Rows from a pointing dataset
◇ ◇ ◇ ◇

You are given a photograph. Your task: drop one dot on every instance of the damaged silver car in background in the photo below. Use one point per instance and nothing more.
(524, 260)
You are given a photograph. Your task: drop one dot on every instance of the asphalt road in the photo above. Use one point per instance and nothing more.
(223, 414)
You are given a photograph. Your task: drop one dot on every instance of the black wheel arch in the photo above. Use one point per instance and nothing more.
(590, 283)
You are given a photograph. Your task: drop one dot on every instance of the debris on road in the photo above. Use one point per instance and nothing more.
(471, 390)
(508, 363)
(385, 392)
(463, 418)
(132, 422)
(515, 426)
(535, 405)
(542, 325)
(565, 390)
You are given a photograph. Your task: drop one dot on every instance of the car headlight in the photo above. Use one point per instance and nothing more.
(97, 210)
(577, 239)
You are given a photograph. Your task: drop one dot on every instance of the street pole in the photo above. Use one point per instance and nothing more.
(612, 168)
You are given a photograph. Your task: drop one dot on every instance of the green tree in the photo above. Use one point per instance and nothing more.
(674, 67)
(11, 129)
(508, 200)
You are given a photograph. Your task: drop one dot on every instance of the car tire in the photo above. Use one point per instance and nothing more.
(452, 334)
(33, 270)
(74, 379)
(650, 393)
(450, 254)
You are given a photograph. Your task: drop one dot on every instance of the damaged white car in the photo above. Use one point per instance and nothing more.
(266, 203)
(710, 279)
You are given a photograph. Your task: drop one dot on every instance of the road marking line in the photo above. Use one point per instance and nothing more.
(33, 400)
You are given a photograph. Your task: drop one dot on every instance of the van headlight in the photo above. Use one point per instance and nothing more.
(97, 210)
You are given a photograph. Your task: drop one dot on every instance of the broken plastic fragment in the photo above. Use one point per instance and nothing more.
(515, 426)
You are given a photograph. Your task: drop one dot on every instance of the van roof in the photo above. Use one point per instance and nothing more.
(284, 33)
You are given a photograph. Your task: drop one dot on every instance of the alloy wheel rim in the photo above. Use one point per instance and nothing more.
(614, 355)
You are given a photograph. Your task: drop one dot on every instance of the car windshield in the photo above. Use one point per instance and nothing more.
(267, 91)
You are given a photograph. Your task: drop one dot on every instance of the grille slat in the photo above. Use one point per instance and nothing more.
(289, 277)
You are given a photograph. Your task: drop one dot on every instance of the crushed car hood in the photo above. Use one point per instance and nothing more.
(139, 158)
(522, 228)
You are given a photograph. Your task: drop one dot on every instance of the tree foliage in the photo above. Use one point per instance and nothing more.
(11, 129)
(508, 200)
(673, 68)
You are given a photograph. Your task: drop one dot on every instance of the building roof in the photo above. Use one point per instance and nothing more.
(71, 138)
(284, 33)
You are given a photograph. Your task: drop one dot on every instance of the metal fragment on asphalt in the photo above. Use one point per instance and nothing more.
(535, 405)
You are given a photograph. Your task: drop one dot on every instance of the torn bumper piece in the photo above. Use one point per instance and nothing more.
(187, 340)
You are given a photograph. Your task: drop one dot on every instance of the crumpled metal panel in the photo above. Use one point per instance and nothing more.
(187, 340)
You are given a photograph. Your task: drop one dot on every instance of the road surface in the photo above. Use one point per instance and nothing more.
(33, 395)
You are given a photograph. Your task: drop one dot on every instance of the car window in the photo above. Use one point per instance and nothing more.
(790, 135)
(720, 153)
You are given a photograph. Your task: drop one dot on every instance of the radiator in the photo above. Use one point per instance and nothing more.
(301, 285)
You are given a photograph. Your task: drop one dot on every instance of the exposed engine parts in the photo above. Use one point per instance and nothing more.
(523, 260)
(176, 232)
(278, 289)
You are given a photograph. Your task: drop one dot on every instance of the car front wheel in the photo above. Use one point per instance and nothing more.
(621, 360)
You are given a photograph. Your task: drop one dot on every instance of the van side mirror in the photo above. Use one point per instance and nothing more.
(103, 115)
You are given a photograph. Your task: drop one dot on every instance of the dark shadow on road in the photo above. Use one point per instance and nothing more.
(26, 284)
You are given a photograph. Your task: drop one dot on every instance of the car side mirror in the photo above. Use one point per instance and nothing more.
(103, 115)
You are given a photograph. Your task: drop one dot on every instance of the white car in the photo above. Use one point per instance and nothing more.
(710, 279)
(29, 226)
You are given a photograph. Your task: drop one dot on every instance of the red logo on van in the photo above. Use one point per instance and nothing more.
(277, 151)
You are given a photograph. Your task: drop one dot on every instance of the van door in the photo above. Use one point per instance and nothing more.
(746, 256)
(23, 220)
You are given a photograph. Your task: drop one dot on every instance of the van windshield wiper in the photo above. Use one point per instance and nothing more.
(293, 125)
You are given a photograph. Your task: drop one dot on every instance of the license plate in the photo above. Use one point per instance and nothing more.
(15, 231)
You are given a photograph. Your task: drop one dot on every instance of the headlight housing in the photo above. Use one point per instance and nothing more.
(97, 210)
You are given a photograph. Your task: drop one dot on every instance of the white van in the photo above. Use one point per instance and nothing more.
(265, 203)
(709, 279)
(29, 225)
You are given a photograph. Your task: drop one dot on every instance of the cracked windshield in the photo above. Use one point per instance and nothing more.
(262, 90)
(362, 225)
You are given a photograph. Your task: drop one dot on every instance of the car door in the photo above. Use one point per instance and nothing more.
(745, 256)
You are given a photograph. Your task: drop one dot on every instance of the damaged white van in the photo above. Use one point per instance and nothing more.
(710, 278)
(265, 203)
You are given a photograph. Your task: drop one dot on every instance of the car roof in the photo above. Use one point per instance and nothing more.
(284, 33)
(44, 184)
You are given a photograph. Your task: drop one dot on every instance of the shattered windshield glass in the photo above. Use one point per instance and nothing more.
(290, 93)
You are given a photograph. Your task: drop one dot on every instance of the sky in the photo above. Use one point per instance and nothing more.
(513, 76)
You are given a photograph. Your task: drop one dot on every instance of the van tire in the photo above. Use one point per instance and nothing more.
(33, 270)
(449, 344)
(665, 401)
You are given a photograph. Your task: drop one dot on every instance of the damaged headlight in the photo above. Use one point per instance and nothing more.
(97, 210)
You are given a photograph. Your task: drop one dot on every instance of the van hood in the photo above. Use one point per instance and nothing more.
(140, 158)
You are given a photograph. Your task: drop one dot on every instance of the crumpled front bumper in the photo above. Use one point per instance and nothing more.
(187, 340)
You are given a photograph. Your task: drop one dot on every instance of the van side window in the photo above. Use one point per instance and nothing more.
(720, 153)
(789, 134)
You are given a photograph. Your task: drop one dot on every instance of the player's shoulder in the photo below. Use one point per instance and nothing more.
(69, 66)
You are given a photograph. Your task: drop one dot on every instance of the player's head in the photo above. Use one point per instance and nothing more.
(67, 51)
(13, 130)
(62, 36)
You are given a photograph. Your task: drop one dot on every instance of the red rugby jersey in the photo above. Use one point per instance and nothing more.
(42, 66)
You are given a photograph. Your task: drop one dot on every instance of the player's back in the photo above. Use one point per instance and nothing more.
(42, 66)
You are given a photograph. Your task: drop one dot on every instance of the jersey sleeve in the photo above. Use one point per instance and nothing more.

◇ ◇ ◇ ◇

- [PROBLEM REQUIREMENTS] Give the lines of the data above as a JSON list of strings, one string per line, with blank lines left out. Start at the line containing "the red rugby" and end with the last line of the data, including both.

- [FINISHED EXERCISE]
[
  "You are given a photograph. Your task: drop one dot on every instance of the red rugby jersey in the photo above. Use one point per instance and nothing more.",
  "(42, 66)",
  "You are given a photograph. Your task: drop one dot on every instance of the player's back in the photo above. Use one point per instance and nothing more.",
  "(42, 66)",
  "You are given a photograph. Your task: drop one dot on every instance of the jersey sleeve in the photo above. Use one point per instance and nothing more."
]